● Records
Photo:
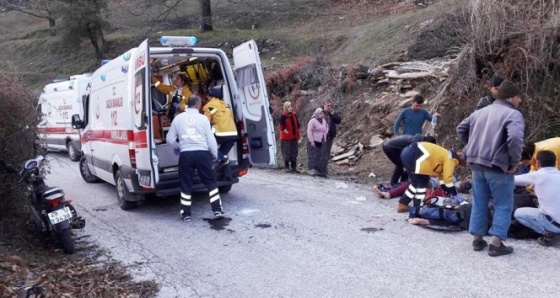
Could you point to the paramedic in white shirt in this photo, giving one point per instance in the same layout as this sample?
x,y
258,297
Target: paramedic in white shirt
x,y
546,218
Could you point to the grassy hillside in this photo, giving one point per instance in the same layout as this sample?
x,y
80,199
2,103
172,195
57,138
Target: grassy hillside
x,y
367,32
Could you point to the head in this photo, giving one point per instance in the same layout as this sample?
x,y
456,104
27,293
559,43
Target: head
x,y
319,114
417,102
493,83
180,79
430,139
216,91
527,153
287,107
546,158
510,92
194,102
327,107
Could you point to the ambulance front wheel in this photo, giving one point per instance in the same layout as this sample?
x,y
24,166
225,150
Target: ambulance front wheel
x,y
125,198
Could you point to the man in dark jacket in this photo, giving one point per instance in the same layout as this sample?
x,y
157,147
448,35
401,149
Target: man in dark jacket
x,y
492,85
393,149
333,119
493,139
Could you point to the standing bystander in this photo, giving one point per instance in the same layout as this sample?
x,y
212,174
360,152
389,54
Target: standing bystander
x,y
412,118
289,137
493,139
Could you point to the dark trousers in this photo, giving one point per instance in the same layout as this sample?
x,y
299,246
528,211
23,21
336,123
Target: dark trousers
x,y
201,161
399,174
289,153
419,183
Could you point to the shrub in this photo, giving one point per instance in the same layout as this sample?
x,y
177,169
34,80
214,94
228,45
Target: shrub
x,y
17,138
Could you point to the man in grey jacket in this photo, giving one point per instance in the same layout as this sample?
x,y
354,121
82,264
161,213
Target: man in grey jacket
x,y
493,139
199,149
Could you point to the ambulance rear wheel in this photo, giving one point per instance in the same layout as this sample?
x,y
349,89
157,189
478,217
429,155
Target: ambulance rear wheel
x,y
124,197
73,154
84,171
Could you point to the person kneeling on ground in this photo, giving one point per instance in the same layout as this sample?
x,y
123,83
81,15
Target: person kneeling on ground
x,y
545,219
422,160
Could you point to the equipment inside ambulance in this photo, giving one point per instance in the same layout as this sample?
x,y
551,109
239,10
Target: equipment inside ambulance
x,y
125,121
57,103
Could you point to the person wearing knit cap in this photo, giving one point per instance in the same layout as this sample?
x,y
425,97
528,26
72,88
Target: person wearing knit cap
x,y
493,139
492,85
317,130
289,137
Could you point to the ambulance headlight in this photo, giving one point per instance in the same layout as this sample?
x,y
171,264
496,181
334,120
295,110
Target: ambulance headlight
x,y
178,41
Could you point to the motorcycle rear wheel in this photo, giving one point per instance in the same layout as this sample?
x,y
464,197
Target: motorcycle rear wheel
x,y
67,241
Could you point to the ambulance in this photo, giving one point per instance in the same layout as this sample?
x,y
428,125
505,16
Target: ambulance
x,y
57,103
124,124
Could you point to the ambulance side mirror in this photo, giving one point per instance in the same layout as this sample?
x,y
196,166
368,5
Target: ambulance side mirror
x,y
77,123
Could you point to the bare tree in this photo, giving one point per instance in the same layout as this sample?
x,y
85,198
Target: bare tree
x,y
44,9
205,16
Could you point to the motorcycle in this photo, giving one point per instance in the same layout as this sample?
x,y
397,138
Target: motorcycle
x,y
49,209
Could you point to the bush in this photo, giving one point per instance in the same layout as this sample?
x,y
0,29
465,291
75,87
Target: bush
x,y
17,138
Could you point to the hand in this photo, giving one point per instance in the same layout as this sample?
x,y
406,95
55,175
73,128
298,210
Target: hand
x,y
512,170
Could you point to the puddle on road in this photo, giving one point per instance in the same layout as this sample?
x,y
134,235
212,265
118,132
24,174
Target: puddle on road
x,y
218,224
371,230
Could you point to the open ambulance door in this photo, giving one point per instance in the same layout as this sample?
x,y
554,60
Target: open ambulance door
x,y
253,101
143,141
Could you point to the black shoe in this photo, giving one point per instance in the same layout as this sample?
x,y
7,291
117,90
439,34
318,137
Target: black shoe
x,y
479,245
218,214
502,250
547,239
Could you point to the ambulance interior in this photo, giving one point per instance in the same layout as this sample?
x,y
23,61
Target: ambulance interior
x,y
203,72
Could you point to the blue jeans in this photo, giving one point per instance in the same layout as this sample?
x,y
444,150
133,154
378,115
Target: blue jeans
x,y
535,220
499,187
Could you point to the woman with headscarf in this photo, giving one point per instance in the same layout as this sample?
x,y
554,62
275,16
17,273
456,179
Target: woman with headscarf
x,y
289,137
317,130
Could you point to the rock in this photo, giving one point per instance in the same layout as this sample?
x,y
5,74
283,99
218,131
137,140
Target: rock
x,y
374,142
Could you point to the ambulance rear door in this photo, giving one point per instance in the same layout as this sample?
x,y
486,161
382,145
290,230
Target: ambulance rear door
x,y
146,162
253,101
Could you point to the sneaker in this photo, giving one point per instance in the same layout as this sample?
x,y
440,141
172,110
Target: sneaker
x,y
496,251
547,239
479,245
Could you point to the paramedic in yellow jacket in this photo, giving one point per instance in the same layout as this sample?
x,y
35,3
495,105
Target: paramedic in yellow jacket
x,y
180,88
530,151
422,160
221,117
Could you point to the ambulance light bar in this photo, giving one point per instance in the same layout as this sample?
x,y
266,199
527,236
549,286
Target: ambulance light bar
x,y
178,41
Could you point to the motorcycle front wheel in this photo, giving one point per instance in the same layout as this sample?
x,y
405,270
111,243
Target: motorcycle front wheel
x,y
67,241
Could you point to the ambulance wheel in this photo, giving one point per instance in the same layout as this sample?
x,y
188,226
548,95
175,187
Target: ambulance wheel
x,y
124,197
224,189
73,154
84,171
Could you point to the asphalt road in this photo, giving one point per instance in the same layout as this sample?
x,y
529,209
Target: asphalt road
x,y
290,235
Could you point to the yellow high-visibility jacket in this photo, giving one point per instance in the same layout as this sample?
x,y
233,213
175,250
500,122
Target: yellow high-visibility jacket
x,y
436,161
553,145
221,117
170,91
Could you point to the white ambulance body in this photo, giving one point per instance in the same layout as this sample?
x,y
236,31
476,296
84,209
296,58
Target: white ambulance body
x,y
124,127
57,103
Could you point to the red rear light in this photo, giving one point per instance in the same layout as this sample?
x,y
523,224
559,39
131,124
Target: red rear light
x,y
131,149
245,145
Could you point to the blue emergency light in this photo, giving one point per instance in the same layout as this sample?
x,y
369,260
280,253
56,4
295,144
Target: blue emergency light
x,y
178,41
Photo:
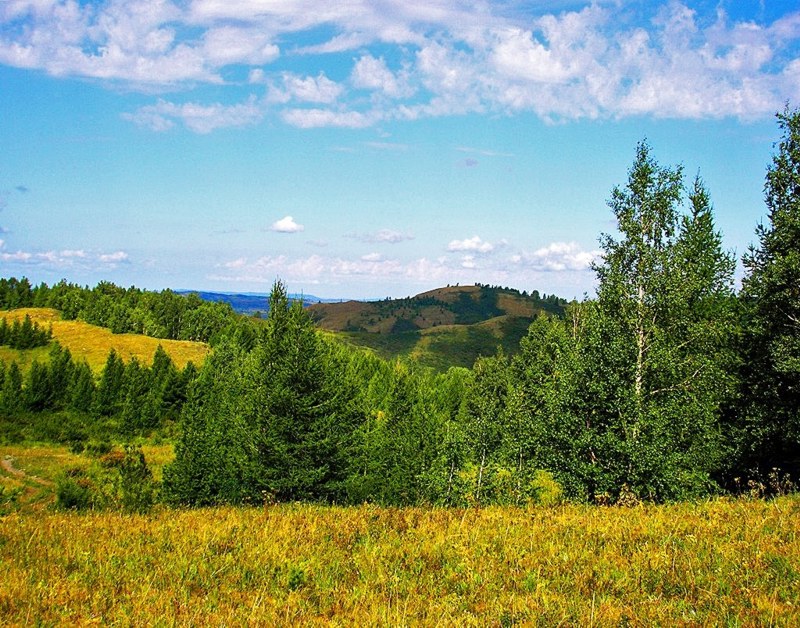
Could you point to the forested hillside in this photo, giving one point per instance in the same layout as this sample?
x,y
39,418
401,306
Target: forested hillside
x,y
667,385
441,328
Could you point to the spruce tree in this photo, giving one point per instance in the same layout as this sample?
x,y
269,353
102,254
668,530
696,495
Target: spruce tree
x,y
768,427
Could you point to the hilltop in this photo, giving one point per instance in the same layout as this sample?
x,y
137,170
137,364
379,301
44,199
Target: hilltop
x,y
93,343
449,326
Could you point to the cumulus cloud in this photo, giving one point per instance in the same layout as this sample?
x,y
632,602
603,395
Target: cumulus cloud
x,y
374,74
471,244
286,224
113,258
409,60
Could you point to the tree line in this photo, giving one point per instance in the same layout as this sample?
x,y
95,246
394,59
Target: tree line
x,y
61,400
162,314
669,384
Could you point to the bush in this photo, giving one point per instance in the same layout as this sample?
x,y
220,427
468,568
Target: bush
x,y
74,491
136,488
546,489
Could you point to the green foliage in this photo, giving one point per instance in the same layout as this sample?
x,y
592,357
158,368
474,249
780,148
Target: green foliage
x,y
74,491
24,335
135,485
766,424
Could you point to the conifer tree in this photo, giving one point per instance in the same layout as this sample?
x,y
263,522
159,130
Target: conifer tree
x,y
769,426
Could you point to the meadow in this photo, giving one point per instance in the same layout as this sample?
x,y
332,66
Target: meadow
x,y
93,343
715,562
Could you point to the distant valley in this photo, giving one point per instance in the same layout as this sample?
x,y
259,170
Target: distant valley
x,y
450,326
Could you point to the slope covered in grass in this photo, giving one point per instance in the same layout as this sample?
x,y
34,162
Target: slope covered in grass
x,y
94,343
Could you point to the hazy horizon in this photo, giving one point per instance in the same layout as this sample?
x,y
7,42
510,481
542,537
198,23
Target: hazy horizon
x,y
370,149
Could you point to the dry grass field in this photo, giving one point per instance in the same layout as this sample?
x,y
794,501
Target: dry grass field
x,y
719,562
93,343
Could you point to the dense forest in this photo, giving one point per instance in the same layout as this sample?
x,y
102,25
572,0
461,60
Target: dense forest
x,y
669,384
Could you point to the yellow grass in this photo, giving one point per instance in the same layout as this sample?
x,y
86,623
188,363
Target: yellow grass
x,y
94,343
717,563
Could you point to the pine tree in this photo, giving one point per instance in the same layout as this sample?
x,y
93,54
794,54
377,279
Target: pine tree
x,y
82,388
11,400
108,398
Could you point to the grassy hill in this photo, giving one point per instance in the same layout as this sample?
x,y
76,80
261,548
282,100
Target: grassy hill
x,y
440,328
94,343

● Exercise directions
Please set down, with no changes, the line that contains "Could you point to the dense" and all the lines after it until the entries end; write nothing besides them.

● Exercise result
Could you point to the dense forest in this photo, giving one point per instance in the same layout as this sample?
x,y
102,25
572,0
461,60
Target: dense forest
x,y
669,384
Could you point to the yellow grass in this photo, giving one point per instance in the same layout as this sample?
x,y
86,623
188,363
Target: yellow grass
x,y
94,343
717,563
Could you point to the pine tree in this photo, giving one point per instance in the same layout as this sample?
x,y
93,54
794,54
377,279
Target: pine tree
x,y
82,388
11,400
108,398
Could you point to the grassy hill in this photo, giving one point per instance in the same layout as this sample?
x,y
76,80
261,548
282,100
Target: grassy hill
x,y
440,328
94,343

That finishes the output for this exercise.